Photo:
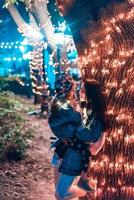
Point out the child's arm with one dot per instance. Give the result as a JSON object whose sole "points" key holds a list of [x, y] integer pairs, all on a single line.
{"points": [[90, 134]]}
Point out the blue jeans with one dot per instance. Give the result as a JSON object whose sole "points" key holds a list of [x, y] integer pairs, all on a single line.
{"points": [[64, 184]]}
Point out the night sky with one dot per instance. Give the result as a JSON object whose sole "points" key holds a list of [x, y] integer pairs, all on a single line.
{"points": [[8, 28]]}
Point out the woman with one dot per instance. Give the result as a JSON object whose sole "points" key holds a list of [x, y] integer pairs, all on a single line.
{"points": [[67, 124]]}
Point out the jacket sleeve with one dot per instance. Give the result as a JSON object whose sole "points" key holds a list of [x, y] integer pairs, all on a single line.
{"points": [[91, 133]]}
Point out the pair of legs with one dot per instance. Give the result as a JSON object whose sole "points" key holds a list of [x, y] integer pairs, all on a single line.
{"points": [[63, 185]]}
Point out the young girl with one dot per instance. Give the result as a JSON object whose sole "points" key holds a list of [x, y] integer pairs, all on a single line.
{"points": [[66, 124]]}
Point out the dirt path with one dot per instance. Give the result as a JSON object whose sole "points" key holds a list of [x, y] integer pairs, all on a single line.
{"points": [[31, 178], [43, 187]]}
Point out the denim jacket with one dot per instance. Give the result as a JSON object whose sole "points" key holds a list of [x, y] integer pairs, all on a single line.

**Exercise prompt**: Extract every line of the material above verbatim and leave out the pictures.

**Result**:
Photo:
Point out the child's arm with one dot per instance. Give the result as a JSON object whose sole "points" key holds a list of [x, y] integer pairs, all on a single line.
{"points": [[90, 134]]}
Point out the blue jeans with one dot per instance. Give the result as a JSON object whose sole "points" key holds a list of [x, y] integer pairs, all on a single line.
{"points": [[64, 184]]}
Point out the night sky with one dot per instance. Give the result as a JSON object whose sole "points" key holds a list of [x, y] integer pairs, all on a single line.
{"points": [[8, 28]]}
Point out the woman with one dot per instance. Give the result as a JSON object whose sole "points" key holds a list of [x, y] integer pairs, all on a single line.
{"points": [[67, 124]]}
Point out the jacket sleeve with one dot per instance. Give the result as a JSON object whose sole "points" key holds a list of [x, y] integer pairs, all on a single line.
{"points": [[91, 133]]}
Point out the pair of legs with one dot per instance. Give the result as a JSON object whose sole "points" key holds a list of [x, y] integer pairs, all on a single line.
{"points": [[63, 185]]}
Point out the young girl with one dot per instance. Give the result as a JSON object whose sole "points" key holds a list of [x, y] integer pairs, all on a single line.
{"points": [[66, 124]]}
Point out the dirt path with one dot per instance. Give the result as a JSON object whose sole "points" key holds a list of [x, y] integer pairs, all on a single line.
{"points": [[31, 178], [43, 187]]}
Point out the denim jacket with one dot per instance. Give the result as a JSON object whose sole "points" key holds a list of [x, y] integer pairs, all on a single line.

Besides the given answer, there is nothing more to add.